* **TASK TO COMPLETE**
Locate every line in the data below that contains the string "trace", and copy each of those lines. Matching is case-sensitive.

(Data items)
■ ■ ■ ■ ■
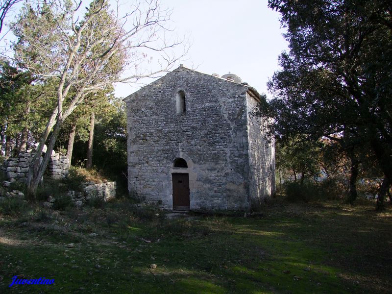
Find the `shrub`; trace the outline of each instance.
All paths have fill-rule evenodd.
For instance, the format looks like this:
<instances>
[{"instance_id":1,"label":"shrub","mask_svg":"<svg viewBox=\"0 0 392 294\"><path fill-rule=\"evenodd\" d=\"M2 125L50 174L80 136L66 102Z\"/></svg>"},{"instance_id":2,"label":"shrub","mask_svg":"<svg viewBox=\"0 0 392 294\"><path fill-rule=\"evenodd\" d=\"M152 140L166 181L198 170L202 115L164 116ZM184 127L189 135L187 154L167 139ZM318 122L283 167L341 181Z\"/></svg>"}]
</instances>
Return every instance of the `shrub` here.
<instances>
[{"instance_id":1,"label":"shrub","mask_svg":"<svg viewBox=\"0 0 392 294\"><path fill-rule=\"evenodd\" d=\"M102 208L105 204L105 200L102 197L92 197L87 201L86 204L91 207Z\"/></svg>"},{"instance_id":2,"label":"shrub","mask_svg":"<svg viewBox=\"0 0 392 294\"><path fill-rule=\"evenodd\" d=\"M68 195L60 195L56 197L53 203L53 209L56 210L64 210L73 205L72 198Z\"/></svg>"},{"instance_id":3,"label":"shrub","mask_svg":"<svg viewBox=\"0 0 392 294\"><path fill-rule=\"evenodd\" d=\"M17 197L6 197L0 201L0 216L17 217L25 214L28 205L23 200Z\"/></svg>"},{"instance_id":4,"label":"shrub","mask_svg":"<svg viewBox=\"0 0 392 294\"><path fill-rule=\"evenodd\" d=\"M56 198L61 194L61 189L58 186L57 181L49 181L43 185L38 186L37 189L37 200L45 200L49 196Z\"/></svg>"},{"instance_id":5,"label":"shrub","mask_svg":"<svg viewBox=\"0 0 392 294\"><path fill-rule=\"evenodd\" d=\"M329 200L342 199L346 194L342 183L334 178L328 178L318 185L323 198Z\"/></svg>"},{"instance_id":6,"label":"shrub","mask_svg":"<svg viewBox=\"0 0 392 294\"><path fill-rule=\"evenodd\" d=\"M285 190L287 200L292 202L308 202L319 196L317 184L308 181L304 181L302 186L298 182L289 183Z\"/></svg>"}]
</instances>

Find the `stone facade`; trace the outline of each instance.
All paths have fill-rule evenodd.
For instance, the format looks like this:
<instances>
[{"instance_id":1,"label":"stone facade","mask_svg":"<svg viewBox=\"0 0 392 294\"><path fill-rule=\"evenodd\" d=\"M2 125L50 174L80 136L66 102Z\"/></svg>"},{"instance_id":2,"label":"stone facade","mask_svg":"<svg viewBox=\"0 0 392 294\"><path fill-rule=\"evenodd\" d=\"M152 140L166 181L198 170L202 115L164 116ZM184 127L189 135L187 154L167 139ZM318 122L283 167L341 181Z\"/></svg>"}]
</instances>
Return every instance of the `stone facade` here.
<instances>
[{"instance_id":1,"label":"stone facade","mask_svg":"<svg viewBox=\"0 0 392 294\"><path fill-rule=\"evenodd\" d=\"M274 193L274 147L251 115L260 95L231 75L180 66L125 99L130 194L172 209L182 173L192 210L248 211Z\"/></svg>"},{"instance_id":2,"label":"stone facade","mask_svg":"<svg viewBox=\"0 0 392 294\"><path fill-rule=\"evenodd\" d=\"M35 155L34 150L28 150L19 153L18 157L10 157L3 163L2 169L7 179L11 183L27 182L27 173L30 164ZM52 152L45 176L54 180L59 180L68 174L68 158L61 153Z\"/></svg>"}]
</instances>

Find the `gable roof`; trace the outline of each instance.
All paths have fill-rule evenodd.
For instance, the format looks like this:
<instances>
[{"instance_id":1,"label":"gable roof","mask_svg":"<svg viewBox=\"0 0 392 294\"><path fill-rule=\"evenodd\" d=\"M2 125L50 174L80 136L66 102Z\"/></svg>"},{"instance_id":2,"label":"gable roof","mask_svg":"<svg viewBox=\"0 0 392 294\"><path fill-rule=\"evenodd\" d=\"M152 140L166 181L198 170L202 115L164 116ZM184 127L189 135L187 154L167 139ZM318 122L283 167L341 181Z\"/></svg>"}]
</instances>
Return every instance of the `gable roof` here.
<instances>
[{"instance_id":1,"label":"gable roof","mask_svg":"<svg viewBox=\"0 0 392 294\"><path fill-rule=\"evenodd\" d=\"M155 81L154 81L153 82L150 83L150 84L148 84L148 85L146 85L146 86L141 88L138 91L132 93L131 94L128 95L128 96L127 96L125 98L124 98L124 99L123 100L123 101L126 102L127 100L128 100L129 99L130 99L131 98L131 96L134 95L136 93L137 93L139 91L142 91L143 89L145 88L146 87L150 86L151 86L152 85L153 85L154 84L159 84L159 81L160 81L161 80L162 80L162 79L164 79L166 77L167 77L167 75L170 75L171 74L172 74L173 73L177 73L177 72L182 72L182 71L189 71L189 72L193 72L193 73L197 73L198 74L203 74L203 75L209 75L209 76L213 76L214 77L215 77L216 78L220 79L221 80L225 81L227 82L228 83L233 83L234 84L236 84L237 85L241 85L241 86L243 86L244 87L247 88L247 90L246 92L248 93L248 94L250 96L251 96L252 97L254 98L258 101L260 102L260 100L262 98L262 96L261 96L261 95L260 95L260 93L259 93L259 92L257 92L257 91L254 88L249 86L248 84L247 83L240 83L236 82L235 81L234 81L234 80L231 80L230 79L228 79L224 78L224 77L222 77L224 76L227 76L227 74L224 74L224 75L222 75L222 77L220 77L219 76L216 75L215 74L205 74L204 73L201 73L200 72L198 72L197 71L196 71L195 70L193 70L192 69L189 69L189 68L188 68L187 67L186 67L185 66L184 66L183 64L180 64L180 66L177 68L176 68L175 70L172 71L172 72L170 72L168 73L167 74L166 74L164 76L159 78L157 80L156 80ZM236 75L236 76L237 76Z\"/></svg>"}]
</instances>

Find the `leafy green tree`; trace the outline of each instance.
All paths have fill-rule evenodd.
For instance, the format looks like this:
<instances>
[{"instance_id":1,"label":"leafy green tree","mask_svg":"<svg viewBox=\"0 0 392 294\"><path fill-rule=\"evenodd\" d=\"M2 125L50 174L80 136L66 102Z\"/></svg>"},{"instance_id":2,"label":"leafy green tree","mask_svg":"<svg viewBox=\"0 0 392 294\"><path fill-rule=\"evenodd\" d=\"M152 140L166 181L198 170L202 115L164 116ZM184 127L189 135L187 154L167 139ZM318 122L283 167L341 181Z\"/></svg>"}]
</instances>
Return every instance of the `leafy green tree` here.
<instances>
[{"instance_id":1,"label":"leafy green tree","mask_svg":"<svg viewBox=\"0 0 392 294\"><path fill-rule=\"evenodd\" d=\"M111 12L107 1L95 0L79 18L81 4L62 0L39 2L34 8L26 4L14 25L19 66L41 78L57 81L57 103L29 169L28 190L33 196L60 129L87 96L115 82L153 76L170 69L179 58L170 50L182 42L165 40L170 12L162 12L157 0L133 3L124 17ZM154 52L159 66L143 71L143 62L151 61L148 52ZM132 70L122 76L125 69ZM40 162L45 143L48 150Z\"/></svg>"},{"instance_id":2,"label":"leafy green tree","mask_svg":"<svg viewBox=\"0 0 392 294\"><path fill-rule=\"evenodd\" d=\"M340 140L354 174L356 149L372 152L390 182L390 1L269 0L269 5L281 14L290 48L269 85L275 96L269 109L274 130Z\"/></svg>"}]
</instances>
■ ■ ■ ■ ■
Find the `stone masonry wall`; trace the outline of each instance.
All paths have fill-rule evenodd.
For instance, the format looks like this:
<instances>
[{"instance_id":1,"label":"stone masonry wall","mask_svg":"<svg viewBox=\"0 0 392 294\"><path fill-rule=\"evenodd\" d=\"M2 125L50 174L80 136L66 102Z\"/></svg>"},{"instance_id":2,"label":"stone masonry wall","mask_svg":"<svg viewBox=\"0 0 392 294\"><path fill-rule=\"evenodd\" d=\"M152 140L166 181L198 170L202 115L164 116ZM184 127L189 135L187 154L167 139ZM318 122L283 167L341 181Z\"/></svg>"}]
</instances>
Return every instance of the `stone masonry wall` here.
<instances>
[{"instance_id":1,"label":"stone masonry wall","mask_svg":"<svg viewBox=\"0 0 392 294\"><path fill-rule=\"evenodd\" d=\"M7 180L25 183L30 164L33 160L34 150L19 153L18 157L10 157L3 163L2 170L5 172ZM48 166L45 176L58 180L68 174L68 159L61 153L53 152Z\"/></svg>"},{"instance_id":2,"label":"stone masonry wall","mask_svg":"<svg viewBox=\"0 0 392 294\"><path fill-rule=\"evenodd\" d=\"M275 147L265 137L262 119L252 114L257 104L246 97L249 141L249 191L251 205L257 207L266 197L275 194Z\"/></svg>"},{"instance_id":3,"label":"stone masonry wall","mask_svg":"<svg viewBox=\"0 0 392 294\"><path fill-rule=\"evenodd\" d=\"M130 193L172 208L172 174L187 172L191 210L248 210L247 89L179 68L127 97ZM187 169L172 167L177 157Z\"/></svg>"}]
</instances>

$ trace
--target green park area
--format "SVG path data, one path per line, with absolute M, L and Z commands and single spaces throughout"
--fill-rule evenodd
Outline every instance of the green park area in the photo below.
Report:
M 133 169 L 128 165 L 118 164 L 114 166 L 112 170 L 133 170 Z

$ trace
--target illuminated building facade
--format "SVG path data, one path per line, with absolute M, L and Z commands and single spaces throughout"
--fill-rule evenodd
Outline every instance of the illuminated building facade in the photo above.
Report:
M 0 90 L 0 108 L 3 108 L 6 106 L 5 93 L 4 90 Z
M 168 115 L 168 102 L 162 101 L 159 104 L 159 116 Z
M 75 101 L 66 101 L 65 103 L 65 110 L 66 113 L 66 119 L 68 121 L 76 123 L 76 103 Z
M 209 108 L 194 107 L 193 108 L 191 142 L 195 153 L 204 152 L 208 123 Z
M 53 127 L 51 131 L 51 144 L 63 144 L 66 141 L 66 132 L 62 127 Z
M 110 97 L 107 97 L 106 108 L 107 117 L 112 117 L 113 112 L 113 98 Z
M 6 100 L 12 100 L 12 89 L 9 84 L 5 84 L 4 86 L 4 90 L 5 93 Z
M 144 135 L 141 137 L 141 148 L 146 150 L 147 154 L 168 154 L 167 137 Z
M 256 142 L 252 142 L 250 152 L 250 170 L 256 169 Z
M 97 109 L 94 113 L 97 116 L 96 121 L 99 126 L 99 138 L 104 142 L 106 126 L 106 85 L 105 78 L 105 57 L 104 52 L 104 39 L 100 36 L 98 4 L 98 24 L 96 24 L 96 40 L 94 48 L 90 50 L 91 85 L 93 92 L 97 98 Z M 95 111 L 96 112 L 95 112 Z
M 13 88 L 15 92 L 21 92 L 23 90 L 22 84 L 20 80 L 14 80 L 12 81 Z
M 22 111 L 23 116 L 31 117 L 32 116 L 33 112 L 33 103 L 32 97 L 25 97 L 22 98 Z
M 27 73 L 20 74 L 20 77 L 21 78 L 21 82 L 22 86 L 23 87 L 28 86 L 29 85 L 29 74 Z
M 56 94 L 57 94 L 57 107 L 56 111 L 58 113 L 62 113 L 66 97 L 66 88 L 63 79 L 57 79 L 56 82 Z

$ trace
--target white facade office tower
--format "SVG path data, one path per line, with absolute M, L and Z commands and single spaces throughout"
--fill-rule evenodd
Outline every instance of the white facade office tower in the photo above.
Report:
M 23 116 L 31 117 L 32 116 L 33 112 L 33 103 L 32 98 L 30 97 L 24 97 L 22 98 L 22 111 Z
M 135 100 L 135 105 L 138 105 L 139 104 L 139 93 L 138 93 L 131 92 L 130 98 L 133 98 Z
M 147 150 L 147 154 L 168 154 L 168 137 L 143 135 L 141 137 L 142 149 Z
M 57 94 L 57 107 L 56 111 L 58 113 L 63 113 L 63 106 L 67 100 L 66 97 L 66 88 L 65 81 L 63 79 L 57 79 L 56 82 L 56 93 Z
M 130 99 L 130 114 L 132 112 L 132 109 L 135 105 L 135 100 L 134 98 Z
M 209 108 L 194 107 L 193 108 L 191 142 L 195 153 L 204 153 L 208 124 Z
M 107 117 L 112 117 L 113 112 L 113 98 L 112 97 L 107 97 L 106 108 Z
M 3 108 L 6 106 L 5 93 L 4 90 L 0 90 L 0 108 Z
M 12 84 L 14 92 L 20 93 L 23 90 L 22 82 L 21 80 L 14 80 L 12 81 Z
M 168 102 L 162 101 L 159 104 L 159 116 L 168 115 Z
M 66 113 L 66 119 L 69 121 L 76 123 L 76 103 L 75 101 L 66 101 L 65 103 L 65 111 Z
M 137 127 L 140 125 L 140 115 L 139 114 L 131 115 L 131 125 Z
■ ■ ■ ■ ■
* **OUTPUT**
Find the `shrub`; trace the outline of each instance.
Find the `stone facade`; trace the outline of each instance.
Find the `gable roof`; trace the outline of each instance.
Find the `leafy green tree`; trace the outline of each instance.
Find the `stone masonry wall`; trace the outline of each instance.
$ trace
$ trace
$ trace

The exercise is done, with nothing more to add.